Text excerpt:

Sergey Brin and Larry Page, the founders of Google, believe that expanding their company’s lobbying operation in Washington, D.C., has become a necessity
In June, 2006, Sergey Brin, one of the co-founders of Google, went to Washington, D.C., hoping to create a little good will. Google was something of a Washington oddity then. Although it was a multibillion-dollar company, with enormous power, it had no political-action committee, and its Washington office had opened, in 2005, with a staff of one, in suburban Maryland. The visit, which was reported in the Washington Post, was hurried, and, in what was regarded by some as a snub, Brin failed to see some key people, including Senator Ted Stevens, of Alaska, who was then the chairman of the Commerce Committee and someone whose idea of the Internet appeared to belong to the analog era. (He once said that a staff member had sent him “an Internet.”) Brin told me recently, “Because it was the last minute, we didn’t schedule everything we wanted to.” It probably didn’t help that his outfit that day included a dark T-shirt, jeans, and silver mesh sneakers.

Record set:
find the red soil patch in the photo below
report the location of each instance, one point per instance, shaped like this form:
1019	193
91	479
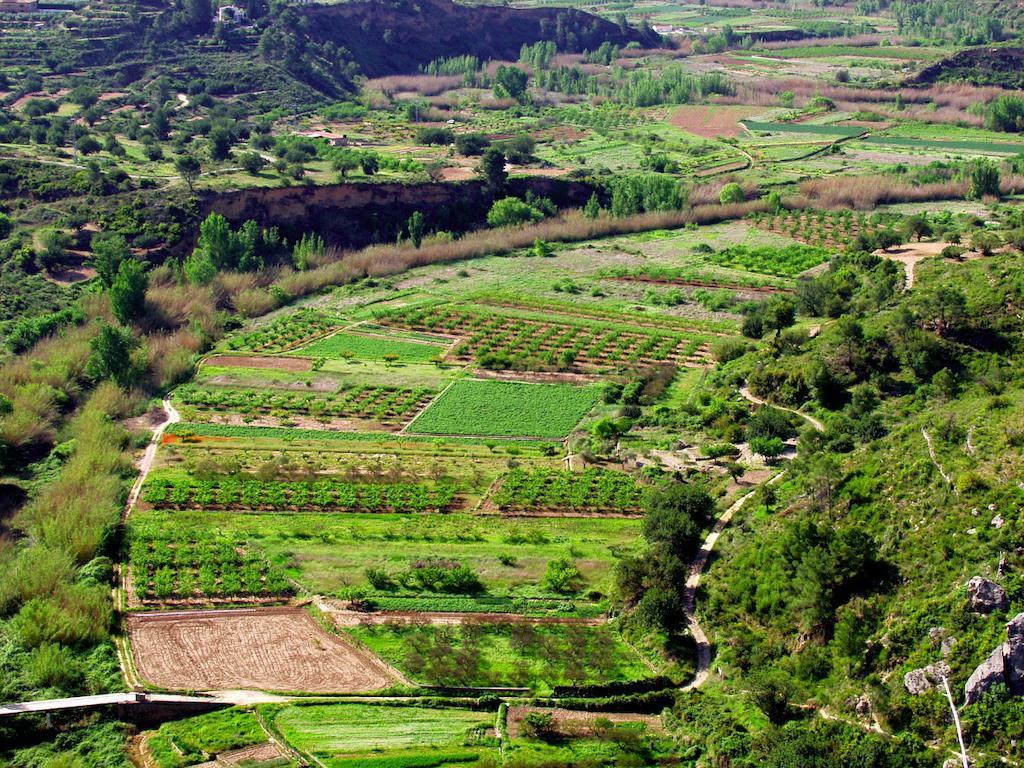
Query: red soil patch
712	120
71	274
457	174
278	364
265	649
576	723
702	284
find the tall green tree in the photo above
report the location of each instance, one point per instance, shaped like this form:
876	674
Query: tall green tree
111	356
109	250
492	170
415	227
128	291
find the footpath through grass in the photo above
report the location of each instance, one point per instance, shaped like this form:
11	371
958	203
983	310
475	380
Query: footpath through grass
355	734
358	346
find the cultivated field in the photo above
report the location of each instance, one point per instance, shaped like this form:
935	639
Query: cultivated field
279	649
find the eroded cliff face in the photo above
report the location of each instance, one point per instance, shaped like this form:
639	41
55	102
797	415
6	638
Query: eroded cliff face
357	214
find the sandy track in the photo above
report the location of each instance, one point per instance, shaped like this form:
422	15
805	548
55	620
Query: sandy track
279	649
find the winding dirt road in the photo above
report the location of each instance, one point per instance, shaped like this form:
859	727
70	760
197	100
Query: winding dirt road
145	465
758	401
699	561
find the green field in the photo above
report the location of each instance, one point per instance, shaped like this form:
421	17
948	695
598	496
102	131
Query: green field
381	735
981	147
188	741
812	128
357	346
331	554
537	656
506	409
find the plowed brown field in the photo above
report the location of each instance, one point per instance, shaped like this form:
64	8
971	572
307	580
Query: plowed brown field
280	649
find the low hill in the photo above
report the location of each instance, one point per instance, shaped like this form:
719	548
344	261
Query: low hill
986	66
388	38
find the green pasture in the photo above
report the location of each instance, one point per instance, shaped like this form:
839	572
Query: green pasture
368	735
506	409
329	553
538	656
346	345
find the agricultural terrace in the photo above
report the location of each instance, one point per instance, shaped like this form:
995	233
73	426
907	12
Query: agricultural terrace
354	734
276	649
535	655
359	452
506	409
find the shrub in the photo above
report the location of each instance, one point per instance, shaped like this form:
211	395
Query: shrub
562	577
512	212
731	193
769	448
471	143
429	136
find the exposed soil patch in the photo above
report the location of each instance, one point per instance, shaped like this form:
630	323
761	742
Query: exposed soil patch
908	255
71	274
278	364
576	723
538	377
267	649
702	284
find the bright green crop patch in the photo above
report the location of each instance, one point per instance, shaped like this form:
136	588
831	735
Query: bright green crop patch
507	409
357	346
783	261
394	735
192	740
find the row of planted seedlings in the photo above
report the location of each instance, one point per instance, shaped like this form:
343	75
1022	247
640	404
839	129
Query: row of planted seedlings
569	344
276	496
187	564
285	333
553	491
380	402
815	226
544	343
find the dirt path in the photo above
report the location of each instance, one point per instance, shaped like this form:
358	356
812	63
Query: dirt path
934	458
699	562
145	465
806	417
908	255
697	566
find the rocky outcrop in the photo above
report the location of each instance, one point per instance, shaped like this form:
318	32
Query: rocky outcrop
1005	666
923	680
986	596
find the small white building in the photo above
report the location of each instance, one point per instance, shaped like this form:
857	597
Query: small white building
335	139
230	14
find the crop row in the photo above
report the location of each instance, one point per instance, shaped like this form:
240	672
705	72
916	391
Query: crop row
513	342
325	496
166	566
380	402
785	261
594	491
285	333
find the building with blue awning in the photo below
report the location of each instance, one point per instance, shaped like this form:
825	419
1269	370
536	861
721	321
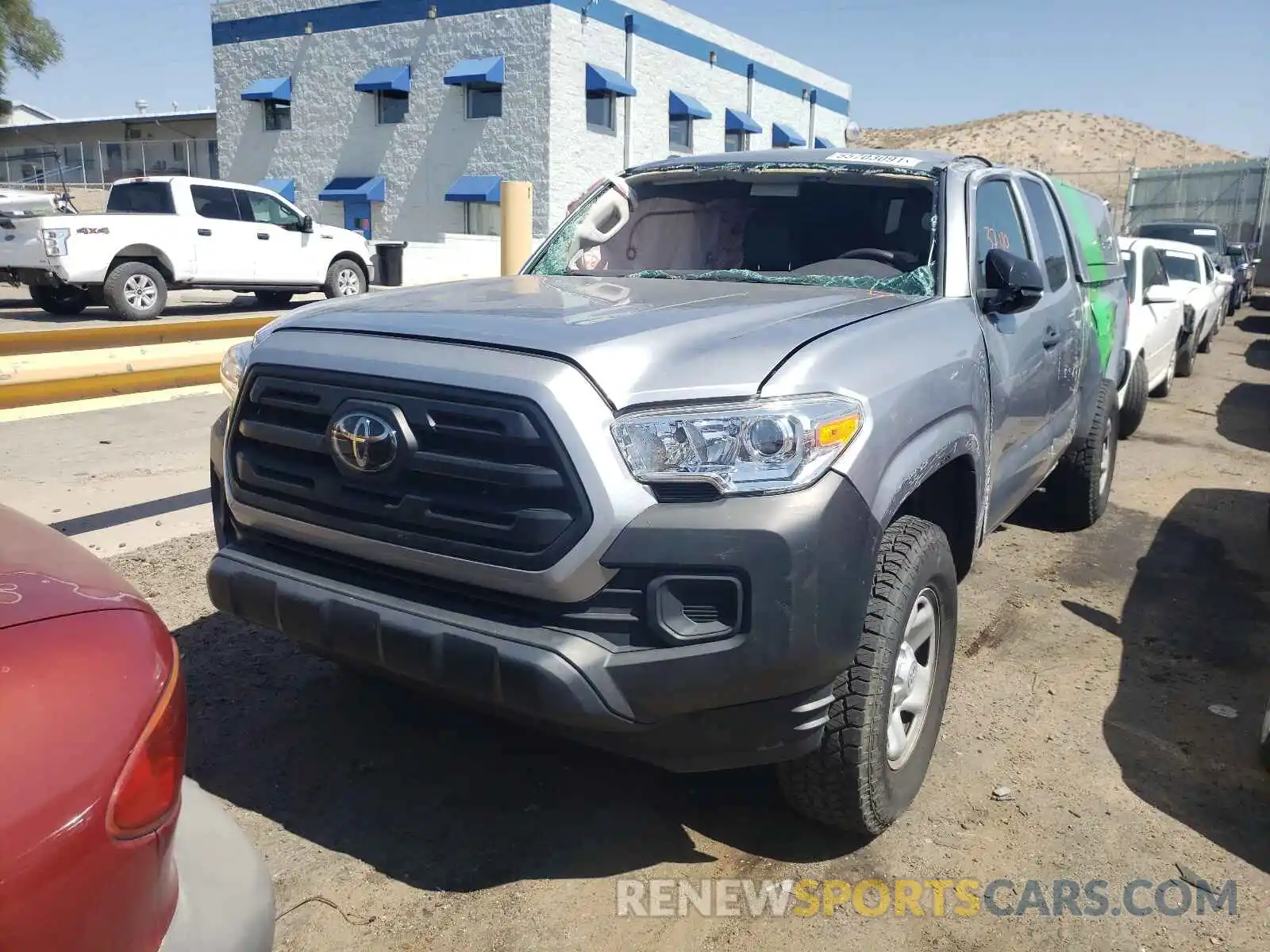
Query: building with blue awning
402	118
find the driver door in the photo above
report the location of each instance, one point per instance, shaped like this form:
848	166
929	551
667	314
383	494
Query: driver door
1022	355
283	249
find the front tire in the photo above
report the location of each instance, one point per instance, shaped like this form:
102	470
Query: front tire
1187	355
1134	406
1166	386
64	300
137	291
1265	740
344	278
1081	484
887	708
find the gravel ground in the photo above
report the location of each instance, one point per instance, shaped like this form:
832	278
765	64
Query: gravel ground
1086	668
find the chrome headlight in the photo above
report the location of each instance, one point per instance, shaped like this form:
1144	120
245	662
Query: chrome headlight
756	447
233	365
55	241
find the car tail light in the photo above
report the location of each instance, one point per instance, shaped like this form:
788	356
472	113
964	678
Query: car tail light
149	787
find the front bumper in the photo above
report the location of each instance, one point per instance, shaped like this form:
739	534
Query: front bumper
803	564
225	900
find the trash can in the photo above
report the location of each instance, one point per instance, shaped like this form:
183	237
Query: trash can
387	270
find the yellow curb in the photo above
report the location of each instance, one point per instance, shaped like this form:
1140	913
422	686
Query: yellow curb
61	340
107	403
95	363
55	391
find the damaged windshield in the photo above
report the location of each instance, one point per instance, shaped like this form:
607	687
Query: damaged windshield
799	225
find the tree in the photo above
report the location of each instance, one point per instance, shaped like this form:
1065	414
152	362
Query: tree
25	38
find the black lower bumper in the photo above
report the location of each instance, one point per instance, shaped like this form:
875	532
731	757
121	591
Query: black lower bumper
803	565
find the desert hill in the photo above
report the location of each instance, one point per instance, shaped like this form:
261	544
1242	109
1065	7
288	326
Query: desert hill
1087	150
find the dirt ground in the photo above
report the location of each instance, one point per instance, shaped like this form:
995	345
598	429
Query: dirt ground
1086	668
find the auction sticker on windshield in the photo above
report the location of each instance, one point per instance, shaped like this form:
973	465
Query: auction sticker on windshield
903	162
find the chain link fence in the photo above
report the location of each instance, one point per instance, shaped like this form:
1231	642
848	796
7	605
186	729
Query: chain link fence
1232	196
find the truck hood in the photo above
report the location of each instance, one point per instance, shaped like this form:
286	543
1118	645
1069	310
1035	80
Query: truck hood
639	340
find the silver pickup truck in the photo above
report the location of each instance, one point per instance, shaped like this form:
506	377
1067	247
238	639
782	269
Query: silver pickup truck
700	482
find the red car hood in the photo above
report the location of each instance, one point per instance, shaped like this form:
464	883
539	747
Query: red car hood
44	575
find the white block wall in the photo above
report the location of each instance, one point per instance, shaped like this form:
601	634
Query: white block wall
334	129
541	137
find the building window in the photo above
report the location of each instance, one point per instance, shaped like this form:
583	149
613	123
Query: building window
277	116
681	135
601	111
484	103
482	219
391	108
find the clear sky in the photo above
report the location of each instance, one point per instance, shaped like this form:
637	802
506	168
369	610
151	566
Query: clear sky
1180	65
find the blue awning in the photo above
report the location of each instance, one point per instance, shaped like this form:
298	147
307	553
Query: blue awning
785	135
476	73
737	121
601	80
685	107
353	190
283	187
275	90
475	188
385	79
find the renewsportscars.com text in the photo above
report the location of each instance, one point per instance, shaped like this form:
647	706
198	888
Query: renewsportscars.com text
922	898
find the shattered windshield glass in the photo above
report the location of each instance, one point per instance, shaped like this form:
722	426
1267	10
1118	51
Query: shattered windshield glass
778	224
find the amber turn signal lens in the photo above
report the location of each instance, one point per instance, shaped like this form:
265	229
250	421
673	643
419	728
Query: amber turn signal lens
837	432
149	787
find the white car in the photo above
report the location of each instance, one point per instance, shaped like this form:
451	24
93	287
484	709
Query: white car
160	232
1203	294
1155	332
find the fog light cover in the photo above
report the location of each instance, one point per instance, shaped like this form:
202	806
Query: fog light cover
696	607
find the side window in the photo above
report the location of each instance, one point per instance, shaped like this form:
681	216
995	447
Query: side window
214	202
1153	270
997	225
1052	245
267	209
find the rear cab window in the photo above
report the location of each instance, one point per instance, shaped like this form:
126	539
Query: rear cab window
215	202
1130	273
997	224
1052	245
1153	270
140	198
1206	236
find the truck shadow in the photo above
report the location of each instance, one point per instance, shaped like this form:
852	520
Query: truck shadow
444	799
1244	416
1195	632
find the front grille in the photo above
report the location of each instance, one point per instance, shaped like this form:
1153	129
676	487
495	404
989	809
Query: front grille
487	480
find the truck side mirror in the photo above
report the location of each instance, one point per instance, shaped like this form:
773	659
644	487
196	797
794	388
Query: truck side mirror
1013	283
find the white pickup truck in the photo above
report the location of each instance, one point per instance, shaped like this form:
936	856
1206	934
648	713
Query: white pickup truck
163	232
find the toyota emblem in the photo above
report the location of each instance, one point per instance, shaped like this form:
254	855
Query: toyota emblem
364	442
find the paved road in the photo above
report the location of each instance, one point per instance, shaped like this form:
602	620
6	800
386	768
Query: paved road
1087	664
114	479
18	315
1086	668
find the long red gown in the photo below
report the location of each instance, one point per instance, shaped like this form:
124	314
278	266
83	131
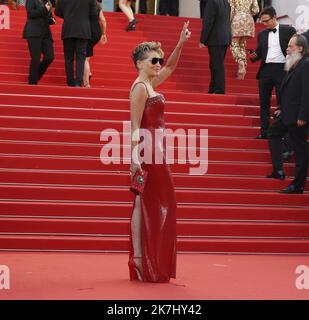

To do:
1. According to the article on Google's Washington lobbying, why did Sergey Brin fail to meet some key people during his June 2006 visit? Answer in one to three sentences.
2. In the article on Google's Washington lobbying, when and where did Google's Washington office open, and how large was its staff?
3. Condense the paragraph of the article on Google's Washington lobbying that begins "In June, 2006, Sergey Brin" into a short list, keeping its main facts.
The rows have no connection to the article on Google's Washington lobbying.

Solutions by task:
1. Brin said the trip was arranged at the last minute, so they didn't schedule every meeting they wanted. As a result, he missed people such as Senator Ted Stevens, then chairman of the Commerce Committee.

2. It opened in 2005 in suburban Maryland with a staff of one.

3.
- In June 2006, Google co-founder Sergey Brin visited Washington, D.C., hoping to build good will.
- Google was then a Washington oddity: a multibillion-dollar company with no political-action committee, whose Washington office had opened in 2005 in suburban Maryland with a staff of one.
- The hurried visit, reported in the Washington Post, skipped some key people, which some saw as a snub.
- Among them was Senator Ted Stevens of Alaska, chairman of the Commerce Committee, whose idea of the Internet seemed to belong to the analog era.
- Brin explained that the trip was last-minute, so they didn't schedule everything they wanted.
- His outfit that day, a dark T-shirt, jeans, and silver mesh sneakers, probably didn't help.